# [Aim of the task]
From the line containing "the metal frame" to the final line of the entries, every line is to be reproduced exactly; no other line belongs in the output.

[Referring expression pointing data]
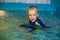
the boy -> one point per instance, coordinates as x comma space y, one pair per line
34, 21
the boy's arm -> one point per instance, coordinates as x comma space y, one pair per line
41, 23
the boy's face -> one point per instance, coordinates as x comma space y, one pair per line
32, 15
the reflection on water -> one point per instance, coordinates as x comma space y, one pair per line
10, 30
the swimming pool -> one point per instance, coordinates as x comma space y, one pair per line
10, 30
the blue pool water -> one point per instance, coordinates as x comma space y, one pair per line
10, 30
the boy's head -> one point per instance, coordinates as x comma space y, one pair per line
33, 13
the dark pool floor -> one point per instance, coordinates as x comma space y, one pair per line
10, 30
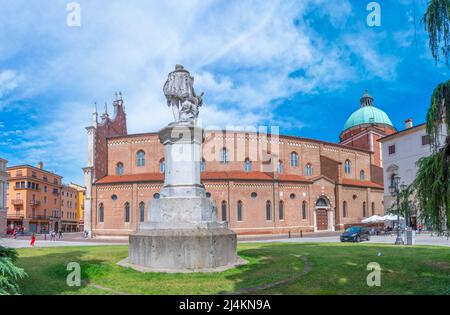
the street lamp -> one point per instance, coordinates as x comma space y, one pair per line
395, 189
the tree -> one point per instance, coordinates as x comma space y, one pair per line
433, 179
9, 273
437, 22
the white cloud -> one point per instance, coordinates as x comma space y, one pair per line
242, 54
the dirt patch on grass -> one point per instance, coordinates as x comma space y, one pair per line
442, 265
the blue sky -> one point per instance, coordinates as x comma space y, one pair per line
301, 65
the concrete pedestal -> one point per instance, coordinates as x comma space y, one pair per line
181, 233
182, 250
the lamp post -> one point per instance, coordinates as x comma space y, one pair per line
395, 189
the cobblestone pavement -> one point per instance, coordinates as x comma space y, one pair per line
76, 239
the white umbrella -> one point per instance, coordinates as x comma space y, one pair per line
391, 217
373, 219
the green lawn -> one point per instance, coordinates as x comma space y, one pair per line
336, 269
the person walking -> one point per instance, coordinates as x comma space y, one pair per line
33, 240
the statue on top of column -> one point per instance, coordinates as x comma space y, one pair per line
180, 95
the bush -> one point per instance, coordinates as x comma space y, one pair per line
9, 273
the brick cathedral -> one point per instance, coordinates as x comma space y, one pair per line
261, 183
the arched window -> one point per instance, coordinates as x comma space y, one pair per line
347, 166
281, 210
202, 165
268, 210
162, 166
101, 215
142, 212
321, 203
127, 212
224, 156
362, 175
140, 158
294, 159
240, 210
304, 210
280, 167
248, 165
308, 169
119, 169
224, 210
393, 179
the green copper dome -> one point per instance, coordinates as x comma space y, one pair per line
367, 114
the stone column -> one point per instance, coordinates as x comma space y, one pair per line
182, 232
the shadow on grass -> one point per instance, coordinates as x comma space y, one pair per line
47, 273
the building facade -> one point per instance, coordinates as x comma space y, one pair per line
261, 183
33, 199
69, 209
401, 152
81, 191
3, 187
37, 201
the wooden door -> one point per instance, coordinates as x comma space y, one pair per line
322, 219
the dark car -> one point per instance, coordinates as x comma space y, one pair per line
355, 234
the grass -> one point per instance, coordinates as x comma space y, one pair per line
336, 269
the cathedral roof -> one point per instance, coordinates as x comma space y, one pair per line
367, 114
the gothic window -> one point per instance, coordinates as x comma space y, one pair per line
101, 217
140, 158
268, 210
224, 210
127, 212
294, 159
347, 166
308, 169
248, 165
119, 168
281, 210
202, 165
162, 166
304, 210
321, 203
362, 175
240, 210
280, 167
142, 212
224, 156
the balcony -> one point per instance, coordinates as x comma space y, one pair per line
35, 203
40, 217
15, 216
17, 202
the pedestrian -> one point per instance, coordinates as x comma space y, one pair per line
33, 240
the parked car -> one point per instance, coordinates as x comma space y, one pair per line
355, 234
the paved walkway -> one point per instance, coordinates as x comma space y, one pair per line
424, 239
78, 240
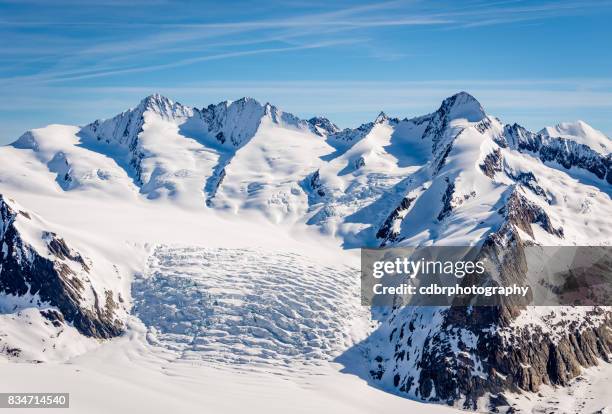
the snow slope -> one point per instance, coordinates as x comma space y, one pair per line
176, 196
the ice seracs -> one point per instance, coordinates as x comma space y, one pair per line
456, 176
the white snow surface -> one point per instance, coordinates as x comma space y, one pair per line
166, 209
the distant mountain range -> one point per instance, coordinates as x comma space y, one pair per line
456, 176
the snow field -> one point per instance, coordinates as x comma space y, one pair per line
246, 307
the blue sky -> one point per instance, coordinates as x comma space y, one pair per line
532, 62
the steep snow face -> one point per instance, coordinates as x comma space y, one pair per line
264, 175
52, 289
323, 126
456, 176
582, 133
52, 160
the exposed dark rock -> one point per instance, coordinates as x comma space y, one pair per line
26, 271
319, 124
521, 213
492, 163
386, 232
447, 199
565, 152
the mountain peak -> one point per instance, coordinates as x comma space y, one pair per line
382, 117
164, 107
463, 105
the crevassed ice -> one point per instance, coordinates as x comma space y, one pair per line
238, 307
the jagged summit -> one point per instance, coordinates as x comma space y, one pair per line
382, 117
462, 105
323, 126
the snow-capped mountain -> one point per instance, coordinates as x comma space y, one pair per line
456, 176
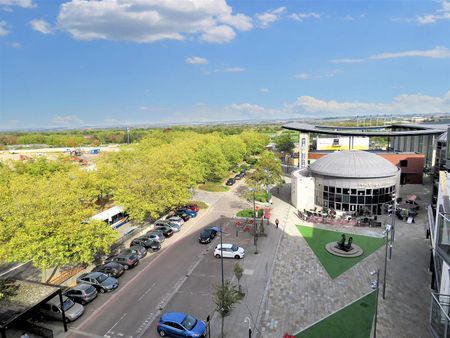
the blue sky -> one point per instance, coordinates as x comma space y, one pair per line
104, 63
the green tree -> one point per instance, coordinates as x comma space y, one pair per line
284, 143
225, 298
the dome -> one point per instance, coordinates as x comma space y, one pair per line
353, 163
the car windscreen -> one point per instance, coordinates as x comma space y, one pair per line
101, 278
189, 322
67, 304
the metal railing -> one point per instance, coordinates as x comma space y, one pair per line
439, 315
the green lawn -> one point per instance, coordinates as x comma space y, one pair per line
214, 187
334, 265
353, 321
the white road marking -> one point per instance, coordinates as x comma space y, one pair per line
112, 327
145, 293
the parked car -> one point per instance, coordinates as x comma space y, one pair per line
102, 282
156, 235
146, 243
82, 293
128, 260
166, 230
230, 181
207, 235
111, 269
53, 309
178, 324
189, 212
172, 225
193, 207
138, 250
229, 251
181, 213
177, 220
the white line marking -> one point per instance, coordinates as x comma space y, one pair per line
112, 327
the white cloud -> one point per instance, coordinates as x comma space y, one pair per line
443, 13
269, 17
346, 60
146, 21
435, 53
66, 120
302, 16
307, 76
402, 104
20, 3
4, 28
196, 60
41, 26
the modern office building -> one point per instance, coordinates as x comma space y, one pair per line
348, 181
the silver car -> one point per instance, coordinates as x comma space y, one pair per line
72, 310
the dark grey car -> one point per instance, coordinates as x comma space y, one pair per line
82, 293
103, 283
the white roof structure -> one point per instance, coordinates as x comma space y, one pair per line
353, 164
108, 214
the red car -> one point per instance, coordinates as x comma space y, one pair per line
193, 207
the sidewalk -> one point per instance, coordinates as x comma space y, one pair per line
258, 269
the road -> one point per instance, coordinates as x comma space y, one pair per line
180, 277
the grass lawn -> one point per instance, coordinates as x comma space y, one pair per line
318, 238
214, 187
353, 321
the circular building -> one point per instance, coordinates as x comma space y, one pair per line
348, 181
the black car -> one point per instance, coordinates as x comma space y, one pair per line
230, 181
166, 230
137, 250
111, 269
82, 293
128, 260
146, 243
207, 235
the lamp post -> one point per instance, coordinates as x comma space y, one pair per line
255, 239
247, 319
376, 286
386, 233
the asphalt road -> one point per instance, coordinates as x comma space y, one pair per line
180, 277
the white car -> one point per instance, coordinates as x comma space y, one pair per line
177, 220
229, 251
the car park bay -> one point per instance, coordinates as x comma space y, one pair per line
132, 309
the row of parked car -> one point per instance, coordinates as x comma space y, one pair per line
233, 180
104, 278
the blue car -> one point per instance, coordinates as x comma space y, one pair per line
178, 324
187, 211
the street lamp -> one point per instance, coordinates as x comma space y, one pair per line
247, 319
386, 233
255, 238
376, 286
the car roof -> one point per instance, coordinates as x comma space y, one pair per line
176, 317
225, 245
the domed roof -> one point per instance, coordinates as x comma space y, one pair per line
353, 163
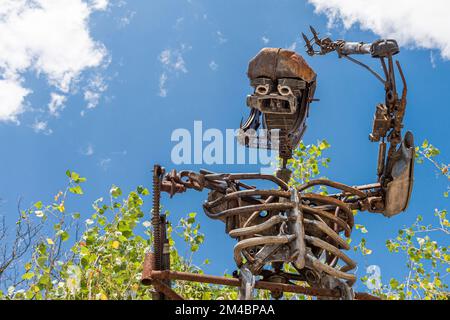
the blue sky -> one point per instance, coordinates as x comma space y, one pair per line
155, 66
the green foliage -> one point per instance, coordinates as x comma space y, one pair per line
101, 257
306, 162
427, 262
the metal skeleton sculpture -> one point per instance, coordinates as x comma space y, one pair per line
299, 227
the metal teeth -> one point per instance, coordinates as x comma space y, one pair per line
156, 219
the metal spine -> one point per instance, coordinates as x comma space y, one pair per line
156, 218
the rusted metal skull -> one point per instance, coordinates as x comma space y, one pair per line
284, 85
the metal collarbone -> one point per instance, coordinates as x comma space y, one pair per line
398, 190
384, 48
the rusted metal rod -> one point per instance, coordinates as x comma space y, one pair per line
232, 282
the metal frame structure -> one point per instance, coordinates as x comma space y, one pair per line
286, 226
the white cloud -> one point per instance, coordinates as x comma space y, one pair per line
415, 23
88, 151
213, 65
162, 85
173, 60
173, 63
126, 20
12, 96
41, 127
94, 90
99, 4
432, 60
49, 38
56, 103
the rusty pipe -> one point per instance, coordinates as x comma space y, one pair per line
257, 228
257, 241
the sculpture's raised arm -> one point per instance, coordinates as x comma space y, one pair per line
395, 164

# [Written answer]
the metal frame structure -> one point per instance, coordinates as x comma space y, one pair per line
286, 226
the white cloud -> one point per instance, coordinates as x comma space y, one pair per line
415, 23
88, 151
213, 65
162, 85
173, 60
173, 63
126, 20
12, 96
41, 127
94, 90
99, 4
432, 60
49, 38
56, 103
the rusty pipe -> one point per instance, coordinates as x comma space y, one pair per line
257, 228
257, 241
the sculpture's raised arm -> one point per instance, coordinates as x comma space y, one pair per line
395, 164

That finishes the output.